- Extrait du document -

******

Le Monde du 22 mars nous livre un article d'anthologie, sous la plume de Pascale Robert-Diard. Je le reproduit ici en intégralité car il est rare désormais de trouver dans les journaux une telle pépite littéraire :
Deux hommes en colère.
Ces deux-là se connaissaient peu et ne s'aimaient guère. Jamais ils n'avaient partagé une audience d'assises. Dans la vie, tout les oppose. Francis Szpiner, avocat au barreau de Paris, aime le pouvoir, défend ceux qui le détiennent en rêvant d'être des leurs. Il apprécie les honneurs. Eric Dupond-Moretti, inscrit au barreau de Lille, s'est construit depuis l'affaire d'Outreau une solide réputation de dynamiteur.
Pendant trois semaines, devant la cour d'assises du Tarn à Albi, leur face-à-face a dominé le procès de Jacques Viguier. Me Dupond-Moretti jouait gros. Son client avait été acquitté devant une première cour d'assises, où il était défendu par Georges Catala, du barreau de Toulouse etHenri Leclerc. "S'il est acquitté, on dira que c'est normal. S'il est condamné, on dira que c'est de ma faute", disait-il. Collectionneur d'acquittements, il a promis à ses amis de franchir la barre du centième en 2010. MeSzpiner, lui, représentait déjà la partie civile à Toulouse, avec les soeurs de Suzy Viguier, et espérait une revanche en appel.

******

Entrées de pointage d'objets nommés

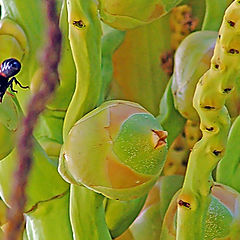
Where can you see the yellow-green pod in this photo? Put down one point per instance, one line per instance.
(124, 14)
(222, 219)
(148, 223)
(118, 150)
(192, 60)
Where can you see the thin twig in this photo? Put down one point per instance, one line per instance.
(36, 105)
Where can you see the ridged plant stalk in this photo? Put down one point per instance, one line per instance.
(228, 169)
(85, 41)
(209, 99)
(86, 207)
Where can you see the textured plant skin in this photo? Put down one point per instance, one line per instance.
(126, 15)
(214, 14)
(209, 100)
(35, 107)
(137, 72)
(194, 54)
(85, 43)
(169, 117)
(120, 215)
(222, 218)
(87, 214)
(228, 168)
(120, 136)
(119, 49)
(149, 221)
(177, 156)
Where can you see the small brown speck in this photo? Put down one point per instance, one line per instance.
(210, 129)
(233, 51)
(217, 152)
(185, 204)
(209, 107)
(79, 24)
(231, 23)
(227, 90)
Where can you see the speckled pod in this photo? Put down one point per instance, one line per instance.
(118, 150)
(209, 100)
(124, 14)
(192, 60)
(222, 219)
(148, 223)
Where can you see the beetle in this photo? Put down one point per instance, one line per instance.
(9, 68)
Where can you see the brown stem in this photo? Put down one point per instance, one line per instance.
(36, 105)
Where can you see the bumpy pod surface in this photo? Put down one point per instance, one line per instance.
(222, 220)
(118, 150)
(148, 223)
(125, 14)
(209, 100)
(192, 60)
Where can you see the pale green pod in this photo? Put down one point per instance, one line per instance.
(192, 60)
(209, 100)
(222, 218)
(126, 14)
(42, 178)
(118, 150)
(148, 223)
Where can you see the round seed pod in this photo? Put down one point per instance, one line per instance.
(222, 220)
(125, 14)
(118, 150)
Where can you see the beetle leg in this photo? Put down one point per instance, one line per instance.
(17, 82)
(11, 86)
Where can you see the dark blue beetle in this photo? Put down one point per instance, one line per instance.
(8, 69)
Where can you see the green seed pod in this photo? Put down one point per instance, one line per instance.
(192, 60)
(222, 219)
(126, 14)
(209, 100)
(117, 149)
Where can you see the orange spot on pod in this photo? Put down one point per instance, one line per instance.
(159, 138)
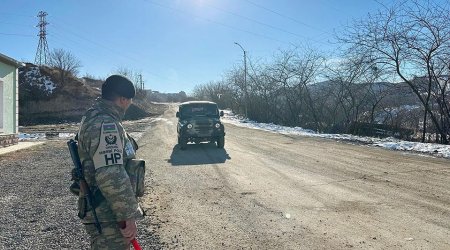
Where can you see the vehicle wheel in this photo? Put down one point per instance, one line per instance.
(221, 142)
(182, 143)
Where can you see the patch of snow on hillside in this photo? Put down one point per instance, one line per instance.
(434, 149)
(34, 77)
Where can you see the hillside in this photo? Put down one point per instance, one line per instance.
(43, 99)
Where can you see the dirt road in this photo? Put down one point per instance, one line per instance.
(272, 191)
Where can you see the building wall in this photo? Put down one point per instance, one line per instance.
(10, 77)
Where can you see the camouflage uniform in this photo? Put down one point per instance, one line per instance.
(104, 149)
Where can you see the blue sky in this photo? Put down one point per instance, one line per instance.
(175, 44)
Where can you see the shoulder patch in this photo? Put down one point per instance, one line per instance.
(110, 148)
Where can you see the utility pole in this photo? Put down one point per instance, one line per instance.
(245, 79)
(42, 50)
(141, 82)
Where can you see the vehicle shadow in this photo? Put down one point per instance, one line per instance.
(198, 154)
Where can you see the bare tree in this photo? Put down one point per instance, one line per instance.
(410, 39)
(66, 63)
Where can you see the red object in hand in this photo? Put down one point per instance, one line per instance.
(136, 244)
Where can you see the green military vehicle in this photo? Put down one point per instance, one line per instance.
(199, 121)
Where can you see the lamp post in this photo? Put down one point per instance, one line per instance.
(245, 78)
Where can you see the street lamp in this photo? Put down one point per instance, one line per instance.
(245, 78)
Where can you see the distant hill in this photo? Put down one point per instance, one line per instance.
(44, 100)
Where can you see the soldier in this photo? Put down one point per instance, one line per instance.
(104, 149)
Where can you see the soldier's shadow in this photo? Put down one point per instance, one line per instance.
(198, 154)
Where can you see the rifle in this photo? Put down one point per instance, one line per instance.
(73, 149)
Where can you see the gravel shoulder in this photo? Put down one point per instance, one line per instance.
(272, 191)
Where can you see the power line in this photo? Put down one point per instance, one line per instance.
(11, 34)
(98, 44)
(42, 50)
(216, 22)
(285, 16)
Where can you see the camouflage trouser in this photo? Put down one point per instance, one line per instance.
(110, 239)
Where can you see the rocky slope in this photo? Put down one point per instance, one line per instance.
(45, 99)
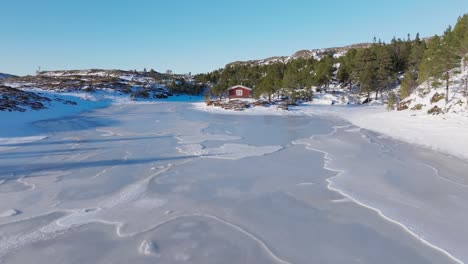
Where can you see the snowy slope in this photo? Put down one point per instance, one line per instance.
(425, 100)
(4, 75)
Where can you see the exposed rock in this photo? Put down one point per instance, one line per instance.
(403, 105)
(437, 97)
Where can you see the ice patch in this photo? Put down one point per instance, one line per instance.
(148, 203)
(228, 151)
(13, 142)
(9, 213)
(193, 139)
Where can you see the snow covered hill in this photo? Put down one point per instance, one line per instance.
(432, 100)
(302, 54)
(115, 84)
(4, 75)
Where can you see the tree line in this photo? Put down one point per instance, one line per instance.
(369, 70)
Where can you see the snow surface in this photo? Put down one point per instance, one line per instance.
(194, 184)
(446, 133)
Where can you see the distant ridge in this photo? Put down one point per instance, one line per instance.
(302, 54)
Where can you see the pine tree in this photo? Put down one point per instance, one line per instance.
(408, 84)
(385, 67)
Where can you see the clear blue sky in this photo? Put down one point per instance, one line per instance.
(199, 36)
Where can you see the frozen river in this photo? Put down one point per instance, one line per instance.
(163, 183)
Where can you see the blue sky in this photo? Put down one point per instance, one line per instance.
(199, 36)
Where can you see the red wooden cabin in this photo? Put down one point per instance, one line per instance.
(239, 91)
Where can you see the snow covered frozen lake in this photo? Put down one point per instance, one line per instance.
(164, 183)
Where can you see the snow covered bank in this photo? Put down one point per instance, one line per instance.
(445, 133)
(16, 124)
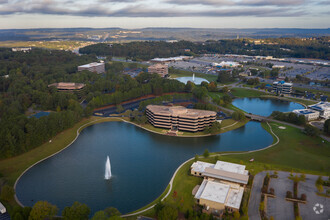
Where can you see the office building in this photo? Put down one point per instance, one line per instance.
(93, 67)
(179, 118)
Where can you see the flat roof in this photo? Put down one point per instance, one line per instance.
(321, 106)
(213, 191)
(200, 166)
(91, 65)
(180, 111)
(304, 111)
(226, 175)
(234, 198)
(67, 85)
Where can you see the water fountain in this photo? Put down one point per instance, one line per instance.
(107, 174)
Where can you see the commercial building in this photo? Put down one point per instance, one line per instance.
(21, 49)
(226, 64)
(179, 118)
(160, 69)
(171, 59)
(93, 67)
(221, 191)
(67, 86)
(281, 87)
(309, 114)
(323, 108)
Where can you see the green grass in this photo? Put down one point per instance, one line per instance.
(11, 168)
(295, 151)
(182, 73)
(241, 92)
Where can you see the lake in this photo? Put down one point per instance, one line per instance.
(142, 165)
(265, 106)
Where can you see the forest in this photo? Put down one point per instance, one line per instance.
(294, 47)
(24, 80)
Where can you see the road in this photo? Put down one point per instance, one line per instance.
(255, 197)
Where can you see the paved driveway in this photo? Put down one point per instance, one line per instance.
(278, 207)
(253, 211)
(306, 210)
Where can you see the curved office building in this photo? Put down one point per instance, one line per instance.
(179, 118)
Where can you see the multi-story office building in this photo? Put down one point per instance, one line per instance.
(93, 67)
(323, 108)
(309, 114)
(160, 69)
(180, 118)
(281, 87)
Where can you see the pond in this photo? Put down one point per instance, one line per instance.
(196, 80)
(142, 165)
(265, 106)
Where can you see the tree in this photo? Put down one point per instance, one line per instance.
(100, 215)
(76, 211)
(311, 130)
(42, 210)
(326, 126)
(7, 193)
(206, 153)
(168, 213)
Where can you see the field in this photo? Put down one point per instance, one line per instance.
(11, 168)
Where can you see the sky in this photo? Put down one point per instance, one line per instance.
(18, 14)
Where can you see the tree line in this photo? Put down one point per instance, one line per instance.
(316, 48)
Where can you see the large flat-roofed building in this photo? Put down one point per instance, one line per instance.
(323, 108)
(222, 187)
(68, 86)
(309, 114)
(179, 118)
(93, 67)
(160, 69)
(281, 87)
(219, 196)
(225, 171)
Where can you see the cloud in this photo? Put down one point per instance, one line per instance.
(278, 3)
(140, 8)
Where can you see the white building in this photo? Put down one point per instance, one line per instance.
(222, 187)
(226, 64)
(281, 87)
(323, 108)
(93, 67)
(309, 114)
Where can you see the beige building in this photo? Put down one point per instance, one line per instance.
(222, 187)
(307, 113)
(179, 118)
(160, 69)
(68, 86)
(93, 67)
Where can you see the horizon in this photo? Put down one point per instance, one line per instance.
(137, 14)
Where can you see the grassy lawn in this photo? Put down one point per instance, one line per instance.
(241, 92)
(295, 151)
(11, 168)
(182, 73)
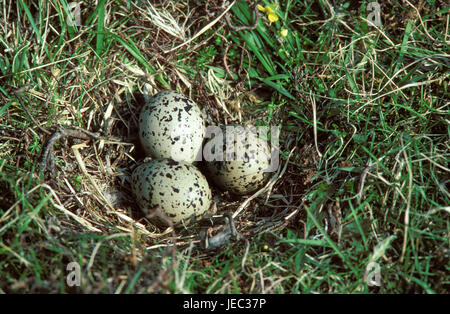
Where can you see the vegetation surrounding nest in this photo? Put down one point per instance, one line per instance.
(364, 158)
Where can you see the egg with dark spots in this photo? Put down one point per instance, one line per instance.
(238, 159)
(171, 126)
(177, 189)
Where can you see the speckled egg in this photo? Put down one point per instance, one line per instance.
(178, 189)
(241, 170)
(171, 126)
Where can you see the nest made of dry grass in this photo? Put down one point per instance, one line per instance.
(91, 184)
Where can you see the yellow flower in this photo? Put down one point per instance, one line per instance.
(271, 15)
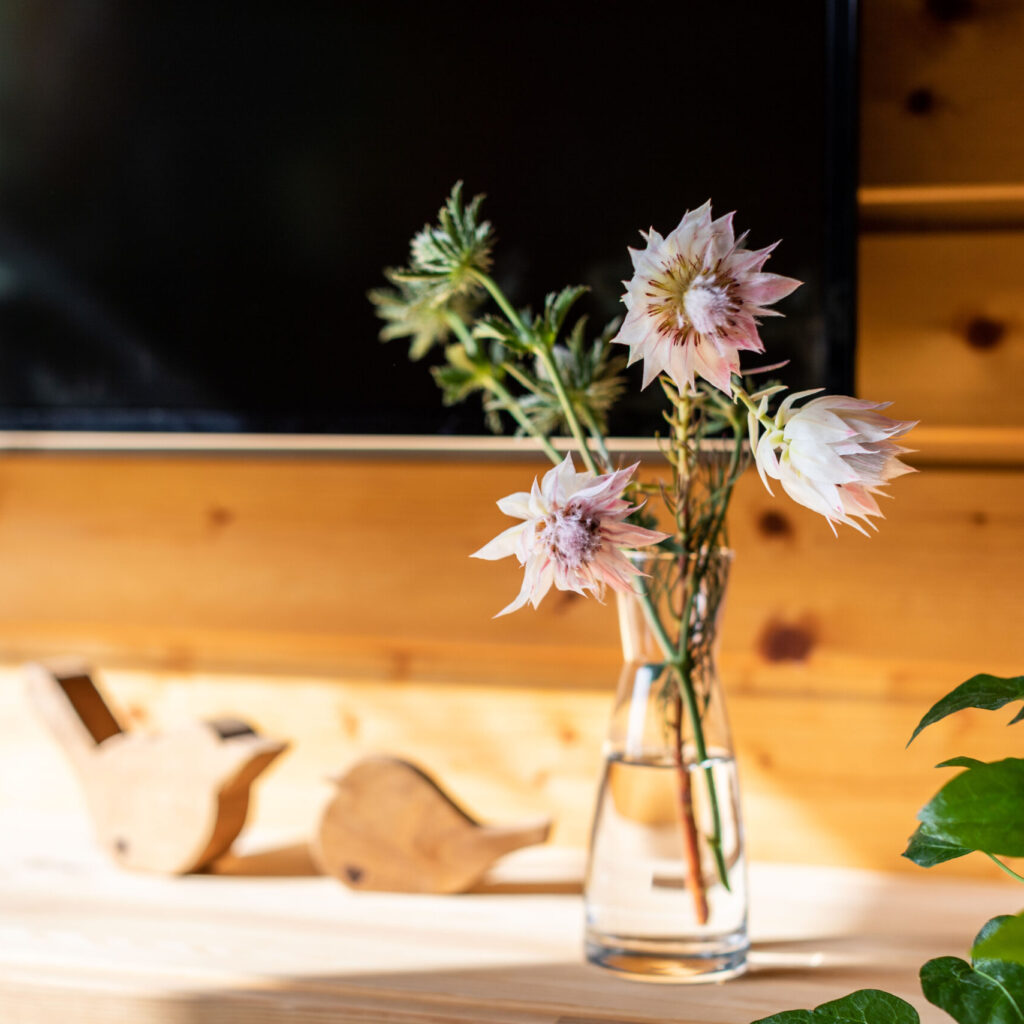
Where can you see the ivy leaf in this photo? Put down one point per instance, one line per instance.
(989, 992)
(867, 1006)
(927, 850)
(1001, 938)
(977, 810)
(985, 691)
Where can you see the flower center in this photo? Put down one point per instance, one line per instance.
(572, 536)
(707, 304)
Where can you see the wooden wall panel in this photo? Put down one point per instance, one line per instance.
(940, 94)
(942, 326)
(824, 773)
(359, 565)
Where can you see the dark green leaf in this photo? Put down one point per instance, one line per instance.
(989, 992)
(960, 762)
(987, 692)
(979, 809)
(927, 850)
(1003, 939)
(867, 1006)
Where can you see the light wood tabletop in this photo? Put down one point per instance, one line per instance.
(83, 941)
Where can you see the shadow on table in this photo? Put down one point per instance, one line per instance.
(296, 860)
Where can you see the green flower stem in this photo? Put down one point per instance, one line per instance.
(556, 380)
(506, 307)
(598, 436)
(512, 408)
(513, 371)
(685, 687)
(766, 421)
(1006, 867)
(545, 356)
(462, 332)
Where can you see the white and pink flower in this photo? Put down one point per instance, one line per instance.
(693, 301)
(833, 455)
(571, 534)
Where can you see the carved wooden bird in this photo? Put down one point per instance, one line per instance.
(170, 802)
(390, 827)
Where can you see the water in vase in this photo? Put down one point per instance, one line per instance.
(646, 915)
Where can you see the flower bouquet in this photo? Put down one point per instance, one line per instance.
(666, 882)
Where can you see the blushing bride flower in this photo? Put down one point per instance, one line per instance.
(833, 455)
(570, 535)
(693, 300)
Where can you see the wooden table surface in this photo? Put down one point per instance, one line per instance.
(83, 942)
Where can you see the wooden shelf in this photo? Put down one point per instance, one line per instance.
(81, 940)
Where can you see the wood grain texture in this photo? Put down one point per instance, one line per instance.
(390, 827)
(940, 94)
(338, 565)
(942, 326)
(170, 802)
(824, 773)
(79, 941)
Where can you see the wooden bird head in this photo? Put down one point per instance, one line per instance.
(169, 802)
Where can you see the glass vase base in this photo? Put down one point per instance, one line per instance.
(664, 962)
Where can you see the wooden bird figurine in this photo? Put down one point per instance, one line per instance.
(390, 827)
(169, 803)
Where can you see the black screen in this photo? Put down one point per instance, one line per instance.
(195, 198)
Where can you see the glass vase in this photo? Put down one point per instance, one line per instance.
(666, 888)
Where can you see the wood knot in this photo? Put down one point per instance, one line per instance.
(772, 523)
(948, 11)
(920, 101)
(786, 641)
(218, 516)
(984, 333)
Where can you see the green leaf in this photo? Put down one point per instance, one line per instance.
(989, 992)
(960, 762)
(927, 850)
(444, 256)
(1001, 938)
(867, 1006)
(978, 809)
(987, 692)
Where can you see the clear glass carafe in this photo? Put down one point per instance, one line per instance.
(666, 889)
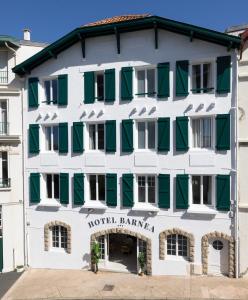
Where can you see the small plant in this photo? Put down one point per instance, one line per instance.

******

- Consigne -
Dans l'extrait du document, à quel barreau Eric Dupond-Moretti est-il inscrit ? Répondez en quelques mots, s'il vous plaît.

- Résultat attendu -
Au barreau de Lille.